Count the lines below that contain the string "pine", treating uppercase and lowercase as different, and reply with only that number.

-- start Information provided --

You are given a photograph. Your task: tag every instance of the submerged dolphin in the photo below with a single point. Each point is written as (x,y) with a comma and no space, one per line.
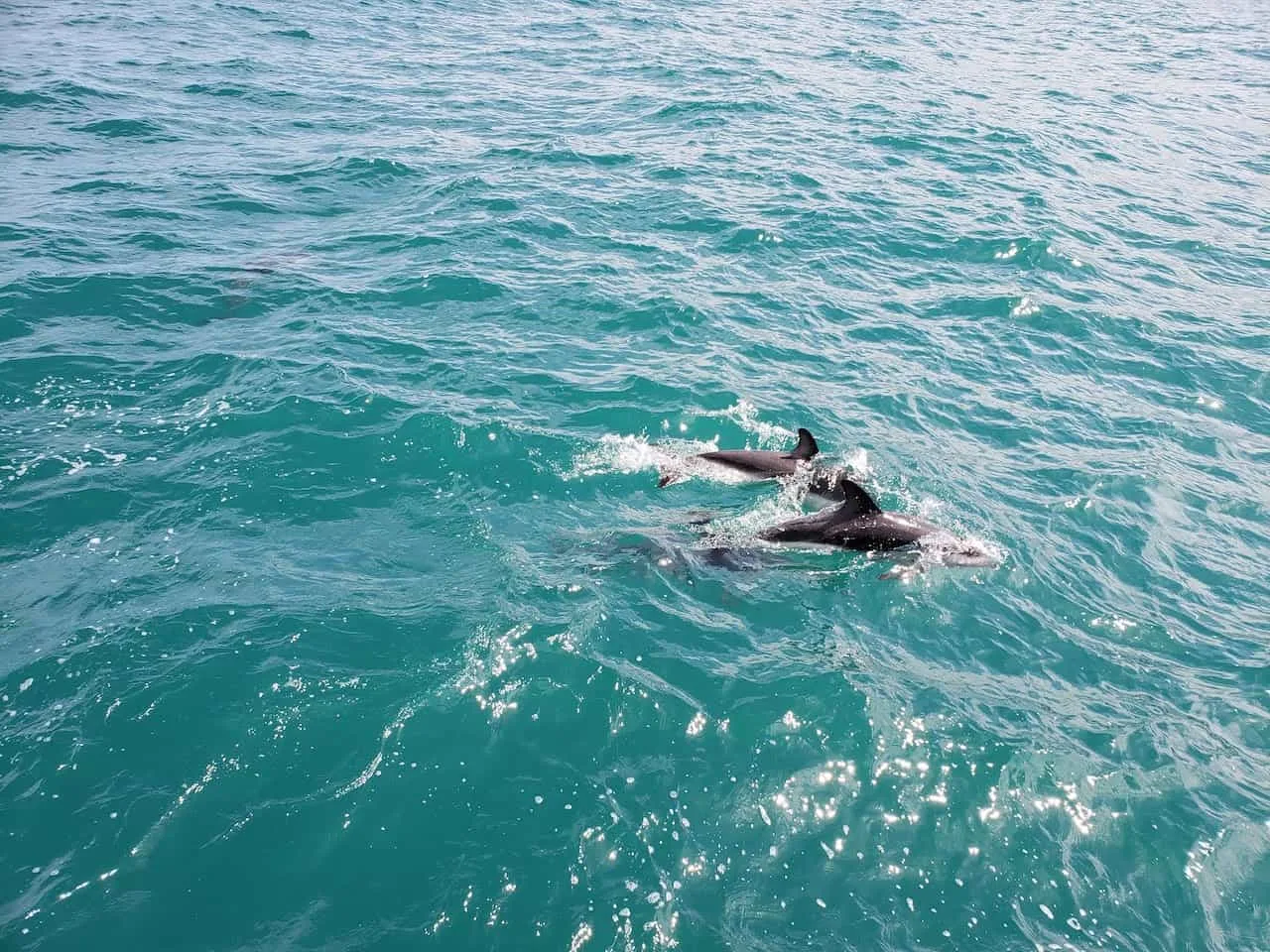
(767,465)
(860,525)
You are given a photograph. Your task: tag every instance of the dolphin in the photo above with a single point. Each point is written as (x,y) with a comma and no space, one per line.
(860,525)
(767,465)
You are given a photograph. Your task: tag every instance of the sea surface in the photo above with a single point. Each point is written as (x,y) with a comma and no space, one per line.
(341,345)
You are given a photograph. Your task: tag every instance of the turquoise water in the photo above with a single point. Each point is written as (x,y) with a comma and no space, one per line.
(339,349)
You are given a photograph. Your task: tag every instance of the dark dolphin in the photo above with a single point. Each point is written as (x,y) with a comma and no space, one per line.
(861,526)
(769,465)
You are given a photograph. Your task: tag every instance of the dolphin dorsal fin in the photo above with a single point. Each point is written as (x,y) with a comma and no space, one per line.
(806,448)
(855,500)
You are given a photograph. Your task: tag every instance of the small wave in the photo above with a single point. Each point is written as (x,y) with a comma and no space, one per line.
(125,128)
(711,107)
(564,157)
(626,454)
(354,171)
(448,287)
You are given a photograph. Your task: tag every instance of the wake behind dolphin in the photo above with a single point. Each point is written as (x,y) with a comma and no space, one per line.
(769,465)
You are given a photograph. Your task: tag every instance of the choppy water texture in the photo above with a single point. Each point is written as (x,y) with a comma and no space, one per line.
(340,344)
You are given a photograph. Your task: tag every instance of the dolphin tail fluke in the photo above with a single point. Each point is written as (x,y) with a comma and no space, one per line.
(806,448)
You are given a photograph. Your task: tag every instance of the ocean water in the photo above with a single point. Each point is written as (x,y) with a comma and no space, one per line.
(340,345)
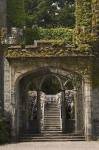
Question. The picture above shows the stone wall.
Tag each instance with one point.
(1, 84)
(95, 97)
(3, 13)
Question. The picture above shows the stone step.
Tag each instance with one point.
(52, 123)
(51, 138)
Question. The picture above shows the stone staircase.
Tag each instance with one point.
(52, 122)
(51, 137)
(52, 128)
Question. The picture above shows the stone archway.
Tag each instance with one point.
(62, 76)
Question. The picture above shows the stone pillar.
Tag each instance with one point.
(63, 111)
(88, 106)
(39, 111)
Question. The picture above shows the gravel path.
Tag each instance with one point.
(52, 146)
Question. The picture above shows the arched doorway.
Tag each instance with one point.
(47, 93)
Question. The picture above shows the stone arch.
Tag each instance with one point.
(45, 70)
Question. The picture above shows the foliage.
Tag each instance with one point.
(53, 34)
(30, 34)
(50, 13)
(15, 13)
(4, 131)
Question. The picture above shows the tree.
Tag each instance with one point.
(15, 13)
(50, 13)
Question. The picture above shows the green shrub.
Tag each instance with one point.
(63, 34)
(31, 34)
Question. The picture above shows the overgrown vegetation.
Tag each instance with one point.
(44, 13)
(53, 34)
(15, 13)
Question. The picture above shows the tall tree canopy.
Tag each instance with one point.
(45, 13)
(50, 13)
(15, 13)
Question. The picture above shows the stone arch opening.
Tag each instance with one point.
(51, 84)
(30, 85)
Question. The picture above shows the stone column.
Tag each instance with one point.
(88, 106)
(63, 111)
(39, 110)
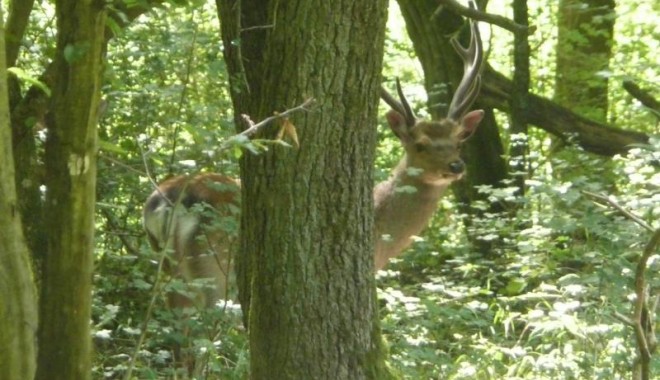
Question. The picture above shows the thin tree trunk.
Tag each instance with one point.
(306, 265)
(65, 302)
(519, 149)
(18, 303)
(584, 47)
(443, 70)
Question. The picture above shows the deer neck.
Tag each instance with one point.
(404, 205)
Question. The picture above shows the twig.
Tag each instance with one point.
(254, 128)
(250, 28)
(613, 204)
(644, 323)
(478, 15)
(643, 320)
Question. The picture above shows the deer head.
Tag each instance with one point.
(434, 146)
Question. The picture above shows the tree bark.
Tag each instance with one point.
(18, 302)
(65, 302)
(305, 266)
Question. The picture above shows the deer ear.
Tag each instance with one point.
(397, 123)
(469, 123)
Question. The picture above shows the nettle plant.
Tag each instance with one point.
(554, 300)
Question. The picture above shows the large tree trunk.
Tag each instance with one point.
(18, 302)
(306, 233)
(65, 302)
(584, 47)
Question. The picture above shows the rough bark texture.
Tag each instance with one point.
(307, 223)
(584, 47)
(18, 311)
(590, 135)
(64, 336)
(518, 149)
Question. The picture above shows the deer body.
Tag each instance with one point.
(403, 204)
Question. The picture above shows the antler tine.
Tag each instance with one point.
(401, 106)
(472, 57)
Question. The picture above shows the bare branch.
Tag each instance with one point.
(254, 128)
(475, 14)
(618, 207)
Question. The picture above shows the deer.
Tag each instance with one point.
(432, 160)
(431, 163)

-- end Information provided --
-- start Information provided --

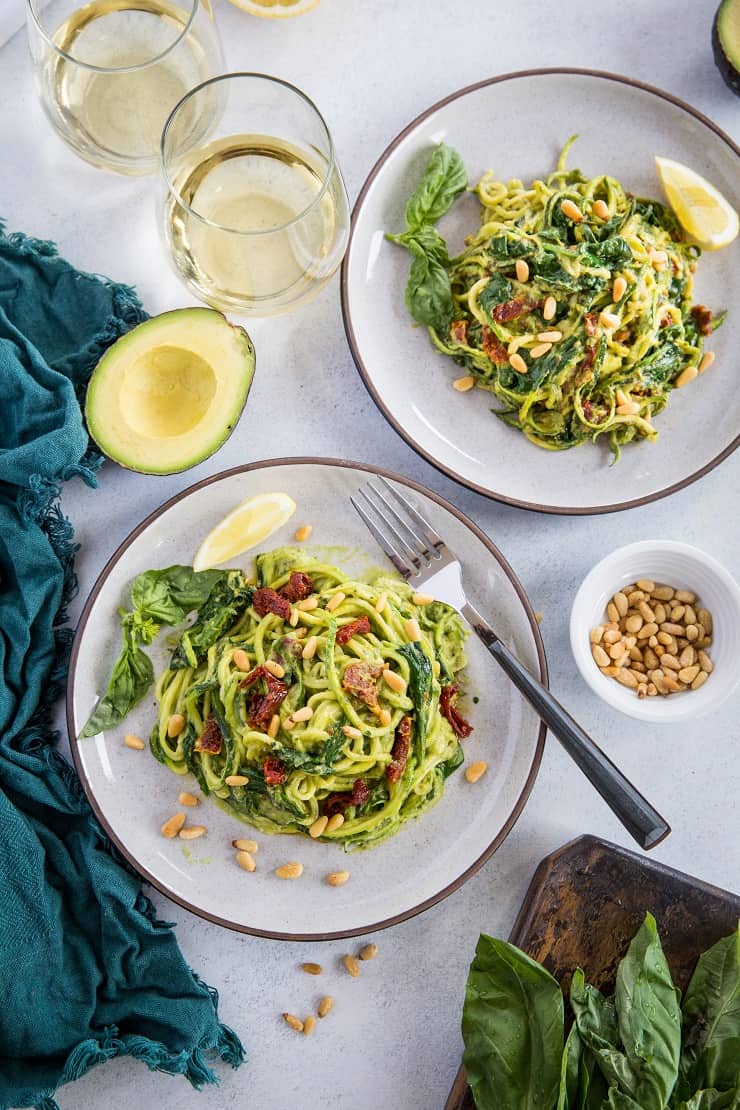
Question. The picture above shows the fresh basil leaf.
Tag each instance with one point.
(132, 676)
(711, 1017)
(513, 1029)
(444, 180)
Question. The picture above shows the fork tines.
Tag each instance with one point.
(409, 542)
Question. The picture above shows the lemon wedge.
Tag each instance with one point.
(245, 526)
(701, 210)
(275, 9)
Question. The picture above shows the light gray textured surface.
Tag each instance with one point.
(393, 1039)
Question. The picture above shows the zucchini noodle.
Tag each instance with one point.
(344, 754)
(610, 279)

-- end Information provided --
-- start Information provided --

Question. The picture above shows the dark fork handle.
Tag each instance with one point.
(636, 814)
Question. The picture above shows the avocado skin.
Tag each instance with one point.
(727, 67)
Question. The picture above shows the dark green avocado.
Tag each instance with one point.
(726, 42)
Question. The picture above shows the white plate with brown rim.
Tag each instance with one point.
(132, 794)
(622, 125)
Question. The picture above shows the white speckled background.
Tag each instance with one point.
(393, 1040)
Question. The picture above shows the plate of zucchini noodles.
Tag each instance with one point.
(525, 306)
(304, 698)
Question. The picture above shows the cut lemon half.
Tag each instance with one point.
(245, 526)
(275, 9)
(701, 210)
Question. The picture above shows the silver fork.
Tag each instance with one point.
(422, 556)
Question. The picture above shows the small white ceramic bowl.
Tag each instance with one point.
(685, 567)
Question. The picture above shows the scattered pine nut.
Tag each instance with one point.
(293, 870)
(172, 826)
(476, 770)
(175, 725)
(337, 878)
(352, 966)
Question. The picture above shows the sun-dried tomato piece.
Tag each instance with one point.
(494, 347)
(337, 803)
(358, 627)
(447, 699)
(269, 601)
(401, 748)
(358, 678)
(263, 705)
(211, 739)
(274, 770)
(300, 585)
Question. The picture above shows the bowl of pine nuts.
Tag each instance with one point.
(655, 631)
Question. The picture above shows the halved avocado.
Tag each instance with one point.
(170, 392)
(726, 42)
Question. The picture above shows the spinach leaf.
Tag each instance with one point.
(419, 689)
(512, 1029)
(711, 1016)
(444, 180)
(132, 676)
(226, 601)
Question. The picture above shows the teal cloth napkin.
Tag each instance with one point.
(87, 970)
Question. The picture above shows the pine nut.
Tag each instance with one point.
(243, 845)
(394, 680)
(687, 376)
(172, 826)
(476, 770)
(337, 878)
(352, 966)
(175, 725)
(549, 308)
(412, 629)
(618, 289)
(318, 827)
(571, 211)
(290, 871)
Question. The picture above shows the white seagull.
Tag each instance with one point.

-- end Information provided --

### The completed task
3